$\arcsin(\sin x)$ explanation? First off, I know this is a duplicate of this question. I'm asking this because I still don't quite understand the answer given there. But first, some graphs!


*

*$y=\sin(x)$ 

*$y=\arcsin(x)$

*$y=\sin(\arcsin(x))$

*$y=\arcsin(\sin (x))$
What I don't understand is why $f(x) = \arcsin(\sin(x))$ looks like it does. As stated in the previously linked question, $f(x)=\arcsin(x)$ is only defined between $[-1,1]$. So, how does it effect the rest of the graph? Shouldn't the domain be only values of $\sin x$ within the domain of $\arcsin x$?
Thanks!
 A: Since $\sin(x)$ is always in the interval $[-1,1]$ where $\arcsin$ is defined, 
$\arcsin(\sin(x))$ is defined for all real $x$.  
$\arcsin(y)$ is defined as the number $x$ within the interval $[-\pi/2, \pi/2]$ where $\sin(x) = y$.  So for $x$ in the interval $[-\pi/2, \pi/2]$, 
$\arcsin(\sin(x)) = x$ satisfies that definition.  For $x$ in the interval $[\pi/2, 3 \pi/2]$, $\arcsin(\sin(x))$ can't be $x$, but it can be $\pi - x$ which is in the interval $[-\pi/2, \pi/2]$ (notice that $\sin(\pi - x) = \sin(x)$).  So that takes care of this part of the graph:

Now notice that $\sin(x)$ is periodic with period $2\pi$, so  the graph
looks the same if you shift it left or right by $2\pi$.  That takes care of the rest of it.
A: So let $f(x)=\sin(x)$ and let $g(x)=\arcsin(x)$. Let $\operatorname{Dom}(f)$ be the domain of $f$ and let $\operatorname{Rng}(f)$ be the range of $f$. Thus we have
$$
\begin{align}
\operatorname{Dom}(f)&=\mathbb{R}\\ 
\operatorname{Rng}(f)&=[-1,1]\\
\operatorname{Dom}(g)&=[-1,1]\\ 
\operatorname{Rng}(g)&=\left[-\frac{\pi}{2},\frac{\pi}{2}\right]
\end{align}
$$
If we restrict the $\operatorname{Dom}(f)$ to $\left[-\frac{\pi}{2},\frac{\pi}{2}\right]$, then $f$ and $g$ are inverses of one another and
$$
(f\circ g)(x)=(g\circ f)(x) = x
$$
on $\left[-\frac{\pi}{2},\frac{\pi}{2}\right]$.

> **DATA EXCERPT**:
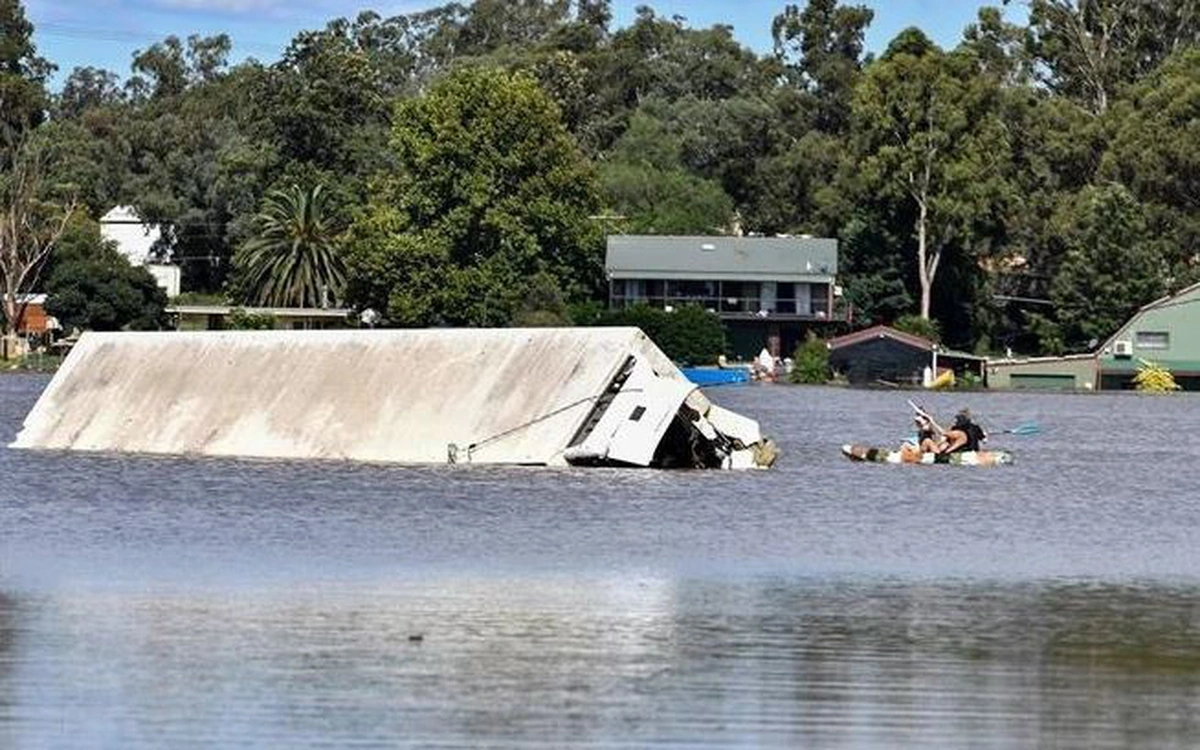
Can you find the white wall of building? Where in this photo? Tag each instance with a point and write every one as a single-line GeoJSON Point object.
{"type": "Point", "coordinates": [135, 240]}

> **OBJECTIVE 1**:
Rewrite the passage of the thread about arcsin(sin x) starting with "Now notice that" and going on through "rest of it.", swapping in "move" wherever "shift" appears.
> **OBJECTIVE 2**:
Please extend the thread about arcsin(sin x) with the next part, picking up right after its final sentence.

> **EXERCISE RESPONSE 1**:
Now notice that $\sin(x)$ is periodic with period $2\pi$, so  the graph
looks the same if you move it left or right by $2\pi$.  That takes care of the rest of it.

> **EXERCISE RESPONSE 2**:
Now let $\operatorname{Dom}(f)=\mathbb{R}$ and consider $(f\circ g)(x)$. This graph should remain unchanged since for any $x\not\in[-1,1]$, $(f\circ g)(x)$ is not defined and so no picture can be drawn on $\mathbb{R}\setminus[-1,1]$. 
On the other hand, when we let $\operatorname{Dom}(f)=\mathbb{R}$ and consider $(g\circ f)(x)$, this composition is defined over all of $\mathbb{R}$, but it behaves in two different ways: 
1.) On the intervals $\left[\frac{\pi(2k-1)}{2},\frac{\pi\cdot(2k+1)}{2}\right]$ when $k$ is odd: As $x$ goes from $\frac{\pi(2k-1)}{2}$ to $\frac{\pi(2k+1)}{2}$, $f(x)$ goes from $-1$ to $1$. Thus $(g\circ f)$ goes from $\frac{\pi(2k-1)}{2}$ to $\frac{\pi(2k+1)}{2}$, forming a positively sloped line.
2.) On the intervals $\left[\frac{\pi(2k-1)}{2},\frac{\pi\cdot(2k+1)}{2}\right]$ when $k$ is even: As $x$ goes from $\frac{\pi(2k-1)}{2}$ to $\frac{\pi(2k+1)}{2}$, $f(x)$ goes from $1$ to $-1$. Thus $(g\circ f)$ goes from $\frac{\pi(2k+1)}{2}$ to $\frac{\pi(2k-1)}{2}$, forming a negatively sloped line.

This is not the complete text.